## Start Quoted text

# Suffolk coastal path



## BigMoaner (Mar 18, 2016)

mate and me are going for a days walking, and want to choose the best part of the suffolk coast to walk for a day, maybe even a couple of days. Nothing too bleak or boring.

Would this be as good as any?

Suffolk Coast Path Walking Route

Cheers


----------



## marty21 (Mar 18, 2016)

Should be great , I have been up in that area regularly ,Minsmere RSPB reserve is beautiful , as is Dunwich Heath/Forest .


----------



## BigMoaner (Mar 18, 2016)

nice 1, thank you. just want a bit of wilderness and a bit of variety.

if anyone can say we'd definitely be missing out on a better bit of that coast for a 1 to 2 day walk, please speak up.


----------



## Pickman's model (Mar 18, 2016)

marty21 said:


> Should be great , I have been up in that area regularly ,Minsmere RSPB reserve is beautiful , as is Dunwich Heath/Forest .


home of the original dunwich horror?


----------



## bi0boy (Mar 18, 2016)

This has you go inland at Benacre but I would walk along the beach from Kessingland to Covehithe (the Benacre to to Covehithe stretch might be impassable for an hour or so at high tide). This stretch of coast experiences the fastest coastal erosion rate in Europe and there are loads of trees, bricks, bits of road etc on the beach which is quite interesting. Check out the church within a church at Covehithe and the road which used to lead to the main part of the village and which now just ends in a cliff. Dunwich used to be one of the ten largest cities in England but most of it is now in the sea. Dunwich heath is nice - all the gorse is out now and is quit fragrant. Good views of Sizewell B from there which you can then walk right past.


----------



## peterkro (Mar 18, 2016)

Used to live in Leiston for a bit,all the way from Aldeburgh to Southwold is good but as others have Minsmere, Dunwich is the more bleak,wildish bit.


----------



## craigxcraig (Mar 18, 2016)

Looks a great walk - ive four days coming up so might well do this myself  #subscribes to thread


----------



## marty21 (Mar 18, 2016)

bi0boy said:


> This has you go inland at Benacre but I would walk along the beach from Kessingland to Covehithe (the Benacre to to Covehithe stretch might be impassable for an hour or so at high tide). This stretch of coast experiences the fastest coastal erosion rate in Europe and there are loads of trees, bricks, bits of road etc on the beach which is quite interesting. Check out the church within a church at Covehithe and the road which used to lead to the main part of the village and which now just ends in a cliff. Dunwich used to be one of the ten largest cities in England but most of it is now in the sea. Dunwich heath is nice - all the gorse is out now and is quit fragrant. Good views of Sizewell B from there which you can then walk right past.


Covehithe is a lovely spot , nice walk down to the sea if it hasn't washed away in the 2 years since I've been there. Also good walking near Sizewell , the forest is owned by the power station  folk I think .


----------



## Lo Siento. (Mar 18, 2016)

The fish and chip shop at Dunwich is really good (and the walking round there is all pretty lovely)

## End Quoted text
## Start Excerpted data

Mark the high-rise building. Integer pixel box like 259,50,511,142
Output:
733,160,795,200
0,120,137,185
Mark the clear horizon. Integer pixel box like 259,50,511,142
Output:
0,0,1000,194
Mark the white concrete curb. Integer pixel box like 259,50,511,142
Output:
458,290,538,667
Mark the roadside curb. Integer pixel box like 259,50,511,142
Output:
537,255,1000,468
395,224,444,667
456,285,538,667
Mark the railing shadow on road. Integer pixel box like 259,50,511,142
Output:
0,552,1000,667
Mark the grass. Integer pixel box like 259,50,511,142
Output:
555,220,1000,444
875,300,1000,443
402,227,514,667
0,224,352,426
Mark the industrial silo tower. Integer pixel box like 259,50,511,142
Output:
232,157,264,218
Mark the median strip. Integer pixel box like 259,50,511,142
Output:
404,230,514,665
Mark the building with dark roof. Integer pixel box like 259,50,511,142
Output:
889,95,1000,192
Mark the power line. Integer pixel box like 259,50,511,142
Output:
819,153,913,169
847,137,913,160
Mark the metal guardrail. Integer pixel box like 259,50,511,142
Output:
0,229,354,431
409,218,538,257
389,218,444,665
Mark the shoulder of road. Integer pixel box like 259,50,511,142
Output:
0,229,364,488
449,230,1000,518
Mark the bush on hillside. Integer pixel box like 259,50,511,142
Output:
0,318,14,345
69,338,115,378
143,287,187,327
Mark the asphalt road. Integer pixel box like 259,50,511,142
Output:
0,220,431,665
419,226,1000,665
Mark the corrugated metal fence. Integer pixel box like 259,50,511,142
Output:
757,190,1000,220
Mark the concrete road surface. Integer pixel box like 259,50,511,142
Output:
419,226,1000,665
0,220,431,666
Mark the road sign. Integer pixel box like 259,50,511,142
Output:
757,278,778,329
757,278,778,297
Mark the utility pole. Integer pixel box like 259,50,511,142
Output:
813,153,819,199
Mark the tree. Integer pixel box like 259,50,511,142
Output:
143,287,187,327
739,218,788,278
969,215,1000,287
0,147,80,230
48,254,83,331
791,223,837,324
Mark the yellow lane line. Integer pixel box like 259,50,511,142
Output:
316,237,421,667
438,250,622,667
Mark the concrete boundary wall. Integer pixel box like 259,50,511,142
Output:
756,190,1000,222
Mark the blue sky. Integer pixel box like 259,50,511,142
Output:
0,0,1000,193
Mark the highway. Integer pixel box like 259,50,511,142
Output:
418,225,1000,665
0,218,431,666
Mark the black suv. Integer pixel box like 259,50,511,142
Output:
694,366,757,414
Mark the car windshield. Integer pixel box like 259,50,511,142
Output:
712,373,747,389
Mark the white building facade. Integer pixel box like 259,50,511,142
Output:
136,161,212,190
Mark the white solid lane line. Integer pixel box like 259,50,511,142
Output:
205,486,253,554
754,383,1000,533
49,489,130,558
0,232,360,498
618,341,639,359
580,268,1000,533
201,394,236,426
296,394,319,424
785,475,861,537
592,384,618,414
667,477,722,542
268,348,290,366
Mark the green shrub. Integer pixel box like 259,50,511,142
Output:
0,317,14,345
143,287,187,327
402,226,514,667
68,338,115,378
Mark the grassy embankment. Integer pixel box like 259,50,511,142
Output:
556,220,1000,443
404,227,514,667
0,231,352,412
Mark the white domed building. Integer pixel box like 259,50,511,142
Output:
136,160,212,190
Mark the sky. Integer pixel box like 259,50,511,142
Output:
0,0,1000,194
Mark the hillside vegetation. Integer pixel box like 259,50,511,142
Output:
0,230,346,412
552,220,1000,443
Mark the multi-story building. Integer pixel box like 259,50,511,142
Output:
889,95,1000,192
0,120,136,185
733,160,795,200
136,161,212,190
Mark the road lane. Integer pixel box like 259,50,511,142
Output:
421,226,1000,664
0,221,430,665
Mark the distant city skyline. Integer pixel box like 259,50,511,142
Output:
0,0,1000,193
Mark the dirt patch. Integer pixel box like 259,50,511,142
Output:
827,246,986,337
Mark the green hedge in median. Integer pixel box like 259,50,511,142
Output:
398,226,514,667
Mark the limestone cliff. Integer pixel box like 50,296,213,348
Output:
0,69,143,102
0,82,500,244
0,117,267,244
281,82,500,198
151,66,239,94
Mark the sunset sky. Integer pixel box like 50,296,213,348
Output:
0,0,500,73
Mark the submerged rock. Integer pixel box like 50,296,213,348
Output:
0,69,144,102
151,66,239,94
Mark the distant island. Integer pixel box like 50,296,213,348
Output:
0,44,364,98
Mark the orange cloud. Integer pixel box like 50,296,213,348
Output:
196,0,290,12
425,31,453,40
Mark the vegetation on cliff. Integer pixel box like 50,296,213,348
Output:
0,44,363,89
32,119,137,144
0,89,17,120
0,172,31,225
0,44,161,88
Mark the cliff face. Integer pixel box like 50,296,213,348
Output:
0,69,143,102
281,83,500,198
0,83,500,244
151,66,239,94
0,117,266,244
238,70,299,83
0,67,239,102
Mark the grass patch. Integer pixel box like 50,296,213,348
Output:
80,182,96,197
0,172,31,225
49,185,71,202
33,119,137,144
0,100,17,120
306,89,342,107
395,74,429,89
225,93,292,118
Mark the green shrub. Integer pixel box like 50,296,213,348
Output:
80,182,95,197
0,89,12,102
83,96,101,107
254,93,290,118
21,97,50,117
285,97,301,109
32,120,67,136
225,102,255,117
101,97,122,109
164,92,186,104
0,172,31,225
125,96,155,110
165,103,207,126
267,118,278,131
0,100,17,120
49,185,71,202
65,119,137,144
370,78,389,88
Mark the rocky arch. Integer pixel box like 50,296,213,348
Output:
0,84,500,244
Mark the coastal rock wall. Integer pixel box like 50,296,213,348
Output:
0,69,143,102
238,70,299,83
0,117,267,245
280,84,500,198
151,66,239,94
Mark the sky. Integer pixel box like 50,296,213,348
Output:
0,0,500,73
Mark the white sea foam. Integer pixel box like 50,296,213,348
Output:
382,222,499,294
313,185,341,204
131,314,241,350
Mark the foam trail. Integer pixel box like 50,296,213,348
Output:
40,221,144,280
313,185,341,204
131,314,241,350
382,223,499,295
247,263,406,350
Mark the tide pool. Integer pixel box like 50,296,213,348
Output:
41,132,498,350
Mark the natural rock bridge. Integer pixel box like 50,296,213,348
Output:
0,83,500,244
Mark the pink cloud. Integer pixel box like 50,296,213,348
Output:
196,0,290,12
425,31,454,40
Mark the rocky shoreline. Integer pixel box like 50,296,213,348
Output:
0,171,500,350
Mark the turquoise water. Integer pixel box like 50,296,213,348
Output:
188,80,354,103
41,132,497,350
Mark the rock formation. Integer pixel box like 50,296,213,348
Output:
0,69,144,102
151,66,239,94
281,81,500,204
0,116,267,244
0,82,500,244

## End Excerpted data

→ Required actions:
A – Name every forum user who posts in the Suffolk coast walking thread, counting each person once.
B – Sum up the Suffolk coast walking thread in two sentences.
C – Write the next post in the Suffolk coast walking thread, following the one about the Dunwich fish and chip shop.
The listing plays no part in what follows.

→ Responses per task:
A – BigMoaner, marty21, Pickman's model, bi0boy, peterkro, craigxcraig, Lo Siento.

B – A poster wants the best part of the Suffolk coast for a one- or two-day walk with a friend and asks whether the Suffolk Coast Path route would be a good choice. Replies praise Minsmere RSPB reserve, Dunwich Heath, Covehithe and the area around Sizewell, suggest a beach walk from Kessingland to Covehithe along a fast-eroding stretch of coast, and recommend the fish and chip shop at Dunwich.

C –
----------



## marty21 (Mar 18, 2016)

Lo Siento. said:


> The fish and chip shop at Dunwich is really good (and the walking round there is all pretty lovely)


Are you talking about the beach cafe ? There are 3 food places in Dunwich,  the cafe, the pub, and another cafe /garden centre


----------



## marshall (Mar 18, 2016)

Nice mixture, you've got Southwold and Snape (particularly the Maltings), which are a bit lah-di-dah, still picturesque and quaint, but moneyed, second homes for the Freuds and Myersons; if you've got time check out Southwold Pier for its alternative set of amusements, it's worth it, honest. But, then, you've got Bawdsey which is well spooky and desolate. If I recall, there's a little motorboat 6-person style ferry from Felixstowe (old Felixstowe, near the golf course, nice, lots of greenery, sea views, nowhere near the terminal), that takes you to Bawdsey. It's odd over there, personally find it eerie, check out the weird mansion, you can't miss it. Later on your walk, you're on Black Shuck's turf, Suffolk's own Hound of the Baskervilles. Then there are the alien sightings.


----------



## Lo Siento. (Mar 18, 2016)

marty21 said:


> Are you talking about the beach cafe ? There are 3 food places in Dunwich,  the cafe, the pub, and another cafe /garden centre


Yeah, meant the beach cafe.


----------



## marty21 (Mar 18, 2016)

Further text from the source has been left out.